> **WORK ORDER**:
Everything in the records except the pictures must be copied out exactly.

> **RECORD EXTRACTS**:
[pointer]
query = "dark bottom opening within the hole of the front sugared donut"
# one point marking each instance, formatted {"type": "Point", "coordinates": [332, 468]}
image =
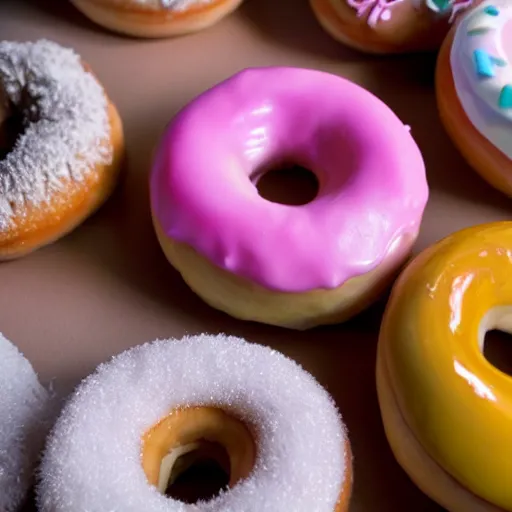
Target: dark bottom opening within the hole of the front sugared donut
{"type": "Point", "coordinates": [200, 474]}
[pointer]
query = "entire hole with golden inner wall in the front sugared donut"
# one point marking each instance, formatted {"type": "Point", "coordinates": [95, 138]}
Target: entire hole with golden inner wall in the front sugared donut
{"type": "Point", "coordinates": [193, 454]}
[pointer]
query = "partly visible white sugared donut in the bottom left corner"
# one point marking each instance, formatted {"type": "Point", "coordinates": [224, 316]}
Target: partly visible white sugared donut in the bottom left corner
{"type": "Point", "coordinates": [24, 422]}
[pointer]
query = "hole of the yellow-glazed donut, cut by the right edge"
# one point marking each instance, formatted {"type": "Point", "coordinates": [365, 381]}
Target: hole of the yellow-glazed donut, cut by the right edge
{"type": "Point", "coordinates": [496, 339]}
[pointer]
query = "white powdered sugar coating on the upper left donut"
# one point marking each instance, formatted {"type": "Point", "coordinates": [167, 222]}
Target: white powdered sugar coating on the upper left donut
{"type": "Point", "coordinates": [67, 129]}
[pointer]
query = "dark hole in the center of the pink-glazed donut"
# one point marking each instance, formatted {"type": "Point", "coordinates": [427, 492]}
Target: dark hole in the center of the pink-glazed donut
{"type": "Point", "coordinates": [286, 183]}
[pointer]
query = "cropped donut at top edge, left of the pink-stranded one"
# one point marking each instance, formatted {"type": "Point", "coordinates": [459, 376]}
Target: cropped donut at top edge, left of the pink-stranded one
{"type": "Point", "coordinates": [156, 18]}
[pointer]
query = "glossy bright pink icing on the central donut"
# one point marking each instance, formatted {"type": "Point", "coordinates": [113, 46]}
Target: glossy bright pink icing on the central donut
{"type": "Point", "coordinates": [373, 187]}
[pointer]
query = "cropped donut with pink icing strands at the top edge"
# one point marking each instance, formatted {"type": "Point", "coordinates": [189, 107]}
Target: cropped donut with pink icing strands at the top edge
{"type": "Point", "coordinates": [389, 26]}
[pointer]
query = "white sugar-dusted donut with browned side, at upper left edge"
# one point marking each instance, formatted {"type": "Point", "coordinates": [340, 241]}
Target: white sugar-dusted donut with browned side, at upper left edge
{"type": "Point", "coordinates": [65, 161]}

> **EXERCISE ANSWER**:
[pointer]
query = "dark bottom opening within the hole of the front sugared donut"
# one point marking each instance, formatted {"type": "Point", "coordinates": [332, 468]}
image =
Target: dark bottom opening within the hole of the front sugared donut
{"type": "Point", "coordinates": [200, 474]}
[pointer]
query = "entire hole with golden inner wall in the front sugared donut"
# one point marking each instance, formatted {"type": "Point", "coordinates": [95, 138]}
Target: entire hole with golden inner wall in the front sugared donut
{"type": "Point", "coordinates": [193, 454]}
[pointer]
query = "partly visible white sugared donut in the bottom left corner"
# one point marking each instance, formatted {"type": "Point", "coordinates": [224, 316]}
Target: partly visible white sugared donut in the bottom left corner
{"type": "Point", "coordinates": [24, 422]}
[pointer]
query = "hole of the yellow-glazed donut, cut by the right edge"
# one point marking each instance, formatted {"type": "Point", "coordinates": [365, 381]}
Target: hole of the yellow-glazed donut, cut by the right edge
{"type": "Point", "coordinates": [496, 339]}
[pointer]
query = "white powdered sugar coating on the upper left donut"
# one point marking each instance, formatted {"type": "Point", "coordinates": [167, 222]}
Target: white powdered sugar coating on the upper left donut
{"type": "Point", "coordinates": [67, 129]}
[pointer]
query = "dark hole in the center of the pink-glazed donut"
# one point marking each instance, formatted {"type": "Point", "coordinates": [427, 492]}
Target: dark hole in the center of the pink-glazed donut
{"type": "Point", "coordinates": [286, 183]}
[pointer]
query = "cropped donut at top edge, left of the pink-stranded one"
# one point marking each instance, formatted {"type": "Point", "coordinates": [459, 376]}
Target: cropped donut at top edge, left of the pink-stranded one
{"type": "Point", "coordinates": [156, 18]}
[pointer]
query = "glossy bright pink icing on the central donut"
# one point marking each instance, formatted {"type": "Point", "coordinates": [113, 46]}
Target: glossy bright pink icing on the central donut
{"type": "Point", "coordinates": [373, 187]}
[pointer]
query = "cropped donut with pink icing strands at the top edge"
# one point marking each instance, formatted {"type": "Point", "coordinates": [189, 107]}
Target: cropped donut with pink icing strands at the top edge
{"type": "Point", "coordinates": [389, 26]}
[pointer]
query = "white sugar-dusted donut with browned side, at upper left edge"
# one point marking each instance, formatted {"type": "Point", "coordinates": [340, 241]}
Target: white sugar-dusted donut with browned side, at upper left edge
{"type": "Point", "coordinates": [65, 161]}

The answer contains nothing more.